■ SELECTED PASSAGE:
=== Begin Enclosure ===

Study: Children with myopia more likely to have depression, anxiety

A recent study by Orbis International reports that children with myopia experienced significantly higher levels of depression and anxiety than their peers without vision impairment.


Children with myopia experience significantly higher levels of depression and anxiety than their peers without vision impairment, according to a recent study conducted by Orbis International.

Additional findings concluded that surgery to correct strabismus significantly improved symptoms of depression and anxiety in pediatric patients.

Published in the peer-reviewed journal Ophthalmology, the study deepens clinicians' understanding of the link between vision impairment, strabismus and children's mental health.

An estimated 19 million children across the globe below the age of 14 years have vision impairment or are blind, according to an Orbis International news release published last month.

While the prevalence of eye disorders, depression, and anxiety is lower among children than adults, these conditions pose a greater risk to pediatric patients when they are not identified and corrected promptly, the release stated.

=== End Enclosure ===

■ ACTIVITY: Translate this sentence from the article on myopia and children's mental health into Spanish: "Additional findings concluded that surgery to correct strabismus significantly improved symptoms of depression and anxiety in pediatric patients." The data that follow come from a separate source.

[Dataset entries]
=== Begin Enclosure ===

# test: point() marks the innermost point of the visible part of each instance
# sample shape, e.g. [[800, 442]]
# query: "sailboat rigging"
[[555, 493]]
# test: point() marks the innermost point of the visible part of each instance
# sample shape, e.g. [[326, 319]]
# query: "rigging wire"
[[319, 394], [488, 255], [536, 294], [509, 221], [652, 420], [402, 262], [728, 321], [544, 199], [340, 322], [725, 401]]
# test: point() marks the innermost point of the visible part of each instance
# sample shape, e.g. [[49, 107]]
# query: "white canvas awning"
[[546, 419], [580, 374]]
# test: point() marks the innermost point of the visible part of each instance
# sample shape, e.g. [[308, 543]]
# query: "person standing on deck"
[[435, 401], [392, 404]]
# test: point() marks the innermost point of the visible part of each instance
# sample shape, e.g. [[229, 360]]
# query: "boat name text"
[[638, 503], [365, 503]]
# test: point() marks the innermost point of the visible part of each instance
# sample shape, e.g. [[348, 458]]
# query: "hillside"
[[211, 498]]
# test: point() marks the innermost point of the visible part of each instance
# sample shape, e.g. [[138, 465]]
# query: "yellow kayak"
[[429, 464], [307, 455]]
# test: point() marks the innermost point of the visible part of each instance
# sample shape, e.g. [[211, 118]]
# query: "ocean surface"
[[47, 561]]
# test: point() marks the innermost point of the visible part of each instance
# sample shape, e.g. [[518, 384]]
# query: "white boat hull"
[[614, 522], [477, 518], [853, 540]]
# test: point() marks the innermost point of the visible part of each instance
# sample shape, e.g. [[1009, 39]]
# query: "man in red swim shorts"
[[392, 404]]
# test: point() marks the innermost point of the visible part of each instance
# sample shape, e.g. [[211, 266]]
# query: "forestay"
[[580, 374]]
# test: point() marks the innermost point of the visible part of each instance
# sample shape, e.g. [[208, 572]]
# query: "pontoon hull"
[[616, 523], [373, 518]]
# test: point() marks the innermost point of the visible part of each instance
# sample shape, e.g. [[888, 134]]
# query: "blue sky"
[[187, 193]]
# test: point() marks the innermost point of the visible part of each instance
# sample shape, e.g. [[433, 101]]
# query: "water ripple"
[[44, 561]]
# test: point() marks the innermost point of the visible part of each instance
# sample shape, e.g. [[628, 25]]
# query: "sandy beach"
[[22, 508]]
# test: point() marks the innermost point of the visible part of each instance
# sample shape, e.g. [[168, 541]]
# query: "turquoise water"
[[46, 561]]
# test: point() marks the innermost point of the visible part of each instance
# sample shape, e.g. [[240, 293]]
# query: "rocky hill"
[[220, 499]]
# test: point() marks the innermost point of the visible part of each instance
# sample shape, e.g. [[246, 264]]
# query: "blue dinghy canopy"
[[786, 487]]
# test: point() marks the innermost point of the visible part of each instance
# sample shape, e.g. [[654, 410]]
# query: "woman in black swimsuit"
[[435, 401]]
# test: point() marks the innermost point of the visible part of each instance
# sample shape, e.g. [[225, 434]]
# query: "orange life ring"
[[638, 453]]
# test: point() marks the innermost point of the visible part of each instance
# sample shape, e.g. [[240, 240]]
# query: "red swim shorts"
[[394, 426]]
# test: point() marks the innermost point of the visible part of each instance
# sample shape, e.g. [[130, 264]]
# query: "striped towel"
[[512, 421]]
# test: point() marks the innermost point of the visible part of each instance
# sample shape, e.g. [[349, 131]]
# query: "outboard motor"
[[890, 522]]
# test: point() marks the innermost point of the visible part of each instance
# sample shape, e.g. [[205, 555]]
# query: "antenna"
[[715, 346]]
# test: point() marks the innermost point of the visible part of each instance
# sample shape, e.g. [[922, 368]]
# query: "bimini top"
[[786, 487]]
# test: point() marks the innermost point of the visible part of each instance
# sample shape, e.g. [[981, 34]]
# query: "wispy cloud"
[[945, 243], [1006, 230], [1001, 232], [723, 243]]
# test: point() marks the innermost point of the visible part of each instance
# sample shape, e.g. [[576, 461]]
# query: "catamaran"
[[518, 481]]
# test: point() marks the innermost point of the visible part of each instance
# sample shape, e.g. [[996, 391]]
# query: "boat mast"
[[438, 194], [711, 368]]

=== End Enclosure ===

■ WRITTEN RESPONSE: Otros hallazgos concluyeron que la cirugía para corregir el estrabismo mejoró significativamente los síntomas de depresión y ansiedad en pacientes pediátricos.